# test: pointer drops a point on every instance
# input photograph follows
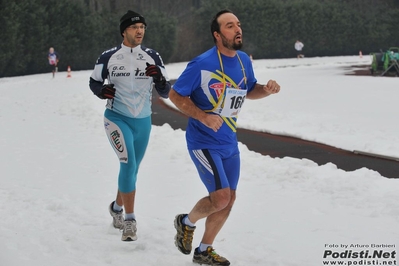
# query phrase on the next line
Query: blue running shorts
(217, 168)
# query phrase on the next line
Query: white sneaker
(129, 230)
(117, 217)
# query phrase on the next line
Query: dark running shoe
(209, 257)
(129, 230)
(184, 235)
(117, 217)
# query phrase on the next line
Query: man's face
(230, 31)
(134, 34)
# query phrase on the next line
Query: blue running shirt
(203, 81)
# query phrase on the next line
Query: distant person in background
(298, 47)
(53, 60)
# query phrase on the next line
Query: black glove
(155, 72)
(107, 91)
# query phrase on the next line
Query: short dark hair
(214, 23)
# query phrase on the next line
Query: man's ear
(216, 35)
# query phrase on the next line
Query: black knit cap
(130, 18)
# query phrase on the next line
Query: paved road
(282, 146)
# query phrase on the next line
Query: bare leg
(216, 207)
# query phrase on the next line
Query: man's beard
(232, 45)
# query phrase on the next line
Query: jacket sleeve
(163, 91)
(95, 87)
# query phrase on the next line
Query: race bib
(233, 100)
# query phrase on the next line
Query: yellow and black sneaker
(184, 235)
(209, 257)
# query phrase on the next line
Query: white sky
(59, 174)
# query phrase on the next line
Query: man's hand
(156, 73)
(107, 91)
(271, 87)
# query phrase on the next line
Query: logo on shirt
(119, 72)
(116, 141)
(218, 87)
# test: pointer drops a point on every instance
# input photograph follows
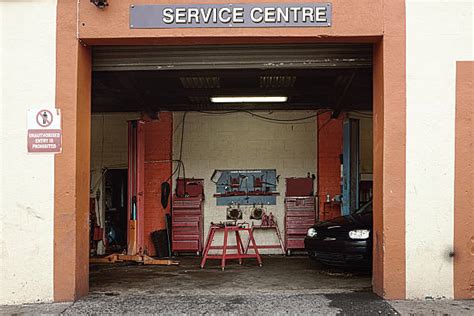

* * * * *

--- TASK GOAL ---
Exclude every picture and restate the listing word for word.

--- RESPONSE AREA ---
# test: pointer drops a point on every instance
# input photograph follows
# query phrase on the next line
Query: blue running shorts
(217, 168)
# query phrase on the next line
Query: white sneaker
(129, 230)
(117, 217)
# query phrase on the next line
Query: dark running shoe
(209, 257)
(129, 230)
(184, 235)
(117, 217)
# query phrase on the next line
Query: man's face
(230, 31)
(134, 34)
# query phrase on the next line
Query: blue running shirt
(203, 81)
# query phrase on the next line
Query: distant person in background
(298, 47)
(53, 60)
# query phrase on the next line
Query: black glove
(155, 72)
(107, 91)
# query phrase on the next line
Query: short dark hair
(214, 23)
# query phrase on the next line
Query: man's ear
(216, 35)
# query phrase on the next line
Query: black knit cap
(130, 18)
# query phrase on the next line
Query: paved road
(282, 146)
# query phrase on the next line
Query: bare leg
(216, 207)
# query phrase on the next line
Query: man's beard
(232, 45)
# query phrase on the next line
Query: jacket sleeve
(163, 91)
(95, 87)
# query phrase on the next line
Query: race bib
(233, 100)
# query phrase on the next line
Query: yellow and black sneaker
(184, 235)
(209, 257)
# query phrase on the next line
Query: white sky
(59, 174)
# query phrase on the next line
Query: man's hand
(156, 73)
(107, 91)
(271, 87)
# query phrase on the next line
Query: logo on shirt
(119, 72)
(116, 141)
(218, 87)
# test: pointer drops a point on every instance
# input photograph follows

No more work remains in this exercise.